**EXERCISE**
Print all the entries verbatim.

▬▬▬

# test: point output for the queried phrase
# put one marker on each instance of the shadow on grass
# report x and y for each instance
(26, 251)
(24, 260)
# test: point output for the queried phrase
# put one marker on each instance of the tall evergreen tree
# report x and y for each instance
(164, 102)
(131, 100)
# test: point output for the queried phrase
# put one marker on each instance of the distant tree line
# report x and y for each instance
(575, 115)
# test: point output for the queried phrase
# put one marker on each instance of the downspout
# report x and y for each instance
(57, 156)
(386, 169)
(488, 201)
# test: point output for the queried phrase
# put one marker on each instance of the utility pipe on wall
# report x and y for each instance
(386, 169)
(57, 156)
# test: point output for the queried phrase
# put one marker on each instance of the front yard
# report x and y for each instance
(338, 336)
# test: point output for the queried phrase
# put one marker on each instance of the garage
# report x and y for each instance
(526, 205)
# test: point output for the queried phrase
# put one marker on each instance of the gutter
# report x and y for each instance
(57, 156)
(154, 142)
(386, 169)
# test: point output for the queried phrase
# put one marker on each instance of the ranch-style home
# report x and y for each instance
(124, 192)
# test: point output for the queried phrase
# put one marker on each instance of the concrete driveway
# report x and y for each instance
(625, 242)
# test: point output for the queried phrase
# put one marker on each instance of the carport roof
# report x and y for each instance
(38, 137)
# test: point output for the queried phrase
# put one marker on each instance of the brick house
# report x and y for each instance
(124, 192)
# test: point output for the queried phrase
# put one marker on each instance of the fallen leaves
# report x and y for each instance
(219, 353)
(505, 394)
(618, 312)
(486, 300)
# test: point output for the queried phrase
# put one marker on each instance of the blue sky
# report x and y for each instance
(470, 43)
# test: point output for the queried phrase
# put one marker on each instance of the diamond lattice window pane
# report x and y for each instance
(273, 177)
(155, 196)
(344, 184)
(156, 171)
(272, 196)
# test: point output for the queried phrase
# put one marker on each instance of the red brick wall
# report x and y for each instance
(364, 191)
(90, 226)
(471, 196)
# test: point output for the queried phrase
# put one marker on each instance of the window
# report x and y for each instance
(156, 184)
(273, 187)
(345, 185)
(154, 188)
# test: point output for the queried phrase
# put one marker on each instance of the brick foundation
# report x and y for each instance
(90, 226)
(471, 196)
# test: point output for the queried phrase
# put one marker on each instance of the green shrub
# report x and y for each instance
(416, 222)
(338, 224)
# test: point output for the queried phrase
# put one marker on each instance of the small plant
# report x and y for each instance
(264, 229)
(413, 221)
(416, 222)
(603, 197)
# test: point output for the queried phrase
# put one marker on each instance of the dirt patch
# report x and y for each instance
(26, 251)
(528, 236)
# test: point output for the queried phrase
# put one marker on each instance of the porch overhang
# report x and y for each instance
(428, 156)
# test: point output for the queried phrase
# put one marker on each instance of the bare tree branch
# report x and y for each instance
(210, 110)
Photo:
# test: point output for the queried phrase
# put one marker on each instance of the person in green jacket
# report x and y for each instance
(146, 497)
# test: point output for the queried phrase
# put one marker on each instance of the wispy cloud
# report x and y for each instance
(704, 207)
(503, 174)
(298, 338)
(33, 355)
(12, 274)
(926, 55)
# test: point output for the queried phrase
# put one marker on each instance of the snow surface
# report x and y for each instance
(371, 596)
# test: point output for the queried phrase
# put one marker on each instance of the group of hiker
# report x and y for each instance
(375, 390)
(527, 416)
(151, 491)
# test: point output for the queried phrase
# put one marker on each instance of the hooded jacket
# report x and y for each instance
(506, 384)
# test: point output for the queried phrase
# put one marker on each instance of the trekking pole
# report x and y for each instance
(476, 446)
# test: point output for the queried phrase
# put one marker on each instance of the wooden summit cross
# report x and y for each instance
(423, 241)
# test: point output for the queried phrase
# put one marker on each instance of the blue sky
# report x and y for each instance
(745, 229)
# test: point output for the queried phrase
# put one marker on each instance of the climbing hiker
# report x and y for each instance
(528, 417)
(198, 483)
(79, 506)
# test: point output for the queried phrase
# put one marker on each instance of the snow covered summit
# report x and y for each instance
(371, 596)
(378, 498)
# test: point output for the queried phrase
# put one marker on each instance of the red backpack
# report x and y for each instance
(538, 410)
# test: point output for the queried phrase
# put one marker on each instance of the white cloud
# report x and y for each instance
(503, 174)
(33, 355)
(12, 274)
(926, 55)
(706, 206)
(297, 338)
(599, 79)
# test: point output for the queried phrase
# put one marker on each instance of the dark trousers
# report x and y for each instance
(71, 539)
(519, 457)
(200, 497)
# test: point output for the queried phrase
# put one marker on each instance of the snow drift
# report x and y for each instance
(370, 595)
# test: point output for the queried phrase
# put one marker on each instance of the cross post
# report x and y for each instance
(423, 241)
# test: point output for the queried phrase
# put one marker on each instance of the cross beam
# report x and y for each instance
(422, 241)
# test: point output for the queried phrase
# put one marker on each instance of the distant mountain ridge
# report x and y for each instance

▬▬▬

**THE SOLUTION**
# test: point output for the queried phrase
# put one marker on each instance of the shadow on grass
# report x and y for each instance
(26, 251)
(24, 260)
# test: point output for the queried phrase
# put one marker on each instance of the tall evergreen tree
# report x and y for each instance
(164, 102)
(131, 100)
# test: point output for the queried phrase
# put one marker on each instance of the distant tree line
# report x and y for each instance
(575, 115)
# test: point output for the queried phrase
# put one marker on each instance of the downspout
# report x and y for each instance
(57, 156)
(386, 169)
(488, 201)
# test: point output for the queried phrase
# put one marker on each instance of the utility pipe on wall
# report x and y for each instance
(386, 169)
(57, 156)
# test: point output for the queried phrase
# put one marker on each instance of the front yard
# report x and y for each instance
(338, 336)
# test: point output for the queried phrase
# put one marker on each instance of the garage
# report x and y for each instance
(526, 205)
# test: point output for the queried phrase
# put one marker on each instance of the gutter
# report x and y for each instance
(57, 156)
(154, 142)
(386, 169)
# test: point output for the queried phrase
# put one marker on each instance of the ranch-style home
# report x and y for each instance
(124, 192)
# test: point output for the queried phrase
# put one marker on each instance of the concrete driveway
# report x and y for each instance
(625, 242)
# test: point output for the queried phrase
# put one marker on each instance of the carport roof
# report x and y for each instance
(38, 137)
# test: point output for the queried phrase
# put one marker on each instance of the brick house
# report x and y for each instance
(124, 192)
# test: point output for the queried phrase
# put one marker on each instance of the fallen leaves
# report x and y for each instance
(219, 353)
(505, 394)
(618, 312)
(486, 300)
# test: point output for the queried phrase
# put one marker on each instance of the blue sky
# report x and y for each instance
(470, 43)
# test: point output for the queried phrase
# put one marker on each instance of the diamond lattice window pane
# report x and y for each instance
(273, 177)
(155, 196)
(344, 184)
(156, 171)
(272, 196)
# test: point output for the queried phrase
# put one marker on each instance of the red brick wall
# report x and y for each instance
(364, 191)
(90, 226)
(471, 196)
# test: point output for the queried phrase
# put one marker on each instance of the window
# report x and y for each instance
(156, 184)
(273, 187)
(345, 185)
(154, 188)
# test: point output for the queried phrase
# put one marker on each instance of the brick foundation
# report x and y for each instance
(90, 226)
(471, 196)
# test: point output for the queried phrase
# put one marker on each instance of the green shrub
# report x and y for each instance
(416, 222)
(338, 224)
# test: point output for the queried phrase
# put one marker on each instance of the small plant
# report x and y for each instance
(264, 229)
(413, 221)
(416, 222)
(603, 197)
# test: point output for the queried phrase
# put one marker on each instance of the dirt patch
# report x and y for each instance
(26, 251)
(528, 236)
# test: point output for the queried phrase
# put one marker on each instance of the porch overhang
# report x and y for each instance
(428, 156)
# test: point output for the queried phrase
# put one marker on each instance of the bare tree branch
# report x and y for each instance
(210, 110)
Photo:
# test: point output for the queried phrase
# put one marker on each instance of the person in green jacket
# report x and y for each instance
(146, 497)
# test: point output for the queried phrase
# put one marker on each instance of the wispy cloud
# report x and y for each instance
(704, 207)
(503, 174)
(298, 338)
(33, 355)
(12, 274)
(926, 55)
# test: point output for the queried phrase
# put one marker on each instance of the snow surface
# report x and y for each instance
(371, 596)
# test: point output for the queried phrase
# put one marker on each instance of the group of hiker
# report x and y for each instance
(375, 390)
(527, 416)
(151, 491)
# test: point output for the queried phrase
# put one marker on each instance of the hooded jacket
# report x and y for each instance
(506, 384)
# test: point output for the queried phrase
# put one marker on each instance of the trekking pole
# report x and y for each instance
(476, 446)
# test: point output for the queried phrase
# put one marker on each instance of the wooden summit cross
# report x and y for each instance
(423, 241)
# test: point output for the queried phrase
# put one marker on each instance of the blue sky
# report x and y for each instance
(745, 229)
# test: point output for the queried phrase
# put one marker on each instance of the climbing hiker
# report x and y for each instance
(528, 417)
(198, 483)
(79, 506)
# test: point output for the queried phrase
# put one marker on each instance of the snow covered summit
# report x and y for each instance
(371, 596)
(378, 498)
# test: point output for the queried phrase
# put one marker on each instance of the red backpack
# report x and y for each instance
(538, 410)
# test: point output for the queried phrase
# put one marker on each instance of the white cloud
# report x and y for each instance
(503, 174)
(33, 355)
(12, 274)
(926, 55)
(706, 206)
(297, 338)
(599, 79)
# test: point output for the queried phrase
# put one marker on each instance of the dark trousers
# report x and y for each instance
(71, 539)
(519, 457)
(200, 497)
# test: point output for the queried phrase
# put one marker on each instance of the snow drift
# report x and y for each instance
(370, 595)
# test: point output for the queried phrase
# put one marker on each instance of the cross post
# report x and y for each instance
(423, 241)
# test: point output for the queried phrase
# put one marker on each instance of the cross beam
# report x and y for each instance
(422, 241)
# test: point output for the queried phrase
# put one marker on each instance of the distant mountain ridge
# report x and y for each instance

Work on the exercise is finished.